• [Provided data]
┄┄┄┄┄┄
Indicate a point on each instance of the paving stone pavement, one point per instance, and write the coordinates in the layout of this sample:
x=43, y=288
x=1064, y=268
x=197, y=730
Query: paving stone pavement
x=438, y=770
┄┄┄┄┄┄
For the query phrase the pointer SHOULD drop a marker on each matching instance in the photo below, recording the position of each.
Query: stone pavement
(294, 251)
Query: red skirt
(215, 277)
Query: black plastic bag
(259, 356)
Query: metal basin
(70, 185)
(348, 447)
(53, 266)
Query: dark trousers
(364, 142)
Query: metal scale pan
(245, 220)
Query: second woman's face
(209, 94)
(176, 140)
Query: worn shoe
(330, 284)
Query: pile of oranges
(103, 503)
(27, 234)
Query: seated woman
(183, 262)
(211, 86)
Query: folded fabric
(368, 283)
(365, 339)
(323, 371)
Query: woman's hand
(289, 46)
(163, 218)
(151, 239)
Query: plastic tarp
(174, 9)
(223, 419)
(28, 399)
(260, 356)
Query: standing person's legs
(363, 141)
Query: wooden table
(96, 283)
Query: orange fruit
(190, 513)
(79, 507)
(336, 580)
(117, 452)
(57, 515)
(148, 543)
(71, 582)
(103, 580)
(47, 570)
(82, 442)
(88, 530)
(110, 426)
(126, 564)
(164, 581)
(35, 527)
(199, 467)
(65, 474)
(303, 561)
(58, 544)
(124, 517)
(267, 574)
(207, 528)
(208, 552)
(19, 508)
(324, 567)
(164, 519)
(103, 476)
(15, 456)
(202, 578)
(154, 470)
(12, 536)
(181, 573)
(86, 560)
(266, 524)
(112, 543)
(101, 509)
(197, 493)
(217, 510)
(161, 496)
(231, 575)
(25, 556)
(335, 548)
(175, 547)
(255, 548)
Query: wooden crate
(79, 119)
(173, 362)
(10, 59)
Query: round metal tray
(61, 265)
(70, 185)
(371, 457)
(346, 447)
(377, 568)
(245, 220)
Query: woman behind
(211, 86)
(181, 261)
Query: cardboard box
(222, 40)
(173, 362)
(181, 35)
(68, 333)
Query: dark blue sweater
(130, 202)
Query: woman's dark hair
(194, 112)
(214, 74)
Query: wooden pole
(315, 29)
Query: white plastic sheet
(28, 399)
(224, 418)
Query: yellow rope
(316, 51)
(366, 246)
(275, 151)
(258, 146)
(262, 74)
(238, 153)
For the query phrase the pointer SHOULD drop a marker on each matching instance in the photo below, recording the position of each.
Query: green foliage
┄┄┄┄┄┄
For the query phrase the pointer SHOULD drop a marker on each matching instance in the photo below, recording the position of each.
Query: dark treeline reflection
┄┄┄┄┄┄
Exact duplication is required for the lines above, from the line that contains "Query: plastic tarp" to the line that contains "Query: green foliage", inclusive; omit all others.

• [Response]
Query: plastic tarp
(174, 9)
(223, 419)
(28, 399)
(260, 356)
Query: standing person's legs
(363, 141)
Query: wooden table
(96, 283)
Query: orange fruit
(190, 513)
(79, 507)
(336, 580)
(117, 452)
(57, 515)
(148, 543)
(71, 582)
(103, 580)
(47, 570)
(82, 442)
(88, 530)
(110, 426)
(126, 564)
(164, 581)
(35, 527)
(199, 467)
(65, 474)
(303, 561)
(58, 544)
(124, 517)
(267, 574)
(207, 528)
(208, 552)
(19, 508)
(324, 567)
(164, 519)
(103, 476)
(15, 456)
(202, 578)
(154, 470)
(12, 536)
(181, 573)
(86, 560)
(266, 524)
(112, 543)
(101, 509)
(197, 493)
(217, 510)
(161, 496)
(231, 575)
(25, 556)
(335, 548)
(175, 547)
(255, 548)
Query: wooden crate
(79, 119)
(173, 362)
(10, 59)
Query: round metal tray
(61, 265)
(70, 185)
(371, 457)
(346, 447)
(377, 568)
(245, 220)
Query: woman behind
(211, 86)
(181, 261)
Query: cardboard box
(222, 40)
(173, 362)
(181, 35)
(68, 333)
Query: dark blue sweater
(130, 202)
Query: woman's dark hair
(194, 112)
(214, 74)
Query: wooden pole
(315, 29)
Query: white plastic sheet
(28, 399)
(224, 418)
Query: yellow rope
(316, 51)
(366, 246)
(275, 151)
(258, 146)
(262, 74)
(238, 153)
For the query phrase the pointer SHOULD drop a marker on each matching instance in the photo below, recording the position of each.
Query: green foliage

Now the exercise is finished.